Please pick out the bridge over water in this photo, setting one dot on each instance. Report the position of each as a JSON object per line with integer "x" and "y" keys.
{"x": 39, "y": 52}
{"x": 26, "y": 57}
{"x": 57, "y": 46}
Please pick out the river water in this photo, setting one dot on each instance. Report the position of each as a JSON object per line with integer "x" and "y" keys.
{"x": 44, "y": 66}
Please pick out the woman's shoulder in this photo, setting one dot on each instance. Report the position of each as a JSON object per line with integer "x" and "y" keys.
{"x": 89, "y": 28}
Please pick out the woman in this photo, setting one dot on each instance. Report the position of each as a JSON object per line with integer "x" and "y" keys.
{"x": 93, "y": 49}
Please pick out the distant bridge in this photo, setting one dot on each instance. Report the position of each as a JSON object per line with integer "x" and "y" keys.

——

Print the entries once more, identical in every line.

Please pick out the bridge over water in this photo, setting one dot on each instance. Report the position of each as a JSON object per line with integer "x" and "y" keys.
{"x": 39, "y": 52}
{"x": 26, "y": 57}
{"x": 57, "y": 46}
Please pick out the river water in this photo, setting one dot on each instance. Report the position of each as a JSON object per line with integer "x" and "y" keys.
{"x": 44, "y": 66}
Please pick out the woman's shoulder in this photo, setting one dot on each instance. Report the position of each as a JSON object per line with integer "x" and "y" keys.
{"x": 89, "y": 28}
Please pick out the woman in this photo, setting one dot on each instance. Report the position of each as a JSON object per line with integer "x" and "y" keys.
{"x": 93, "y": 49}
Please pick out the distant bridge in this photo, setting one dot on each instance. Report the position of each as a JSON object per line with integer "x" and "y" keys.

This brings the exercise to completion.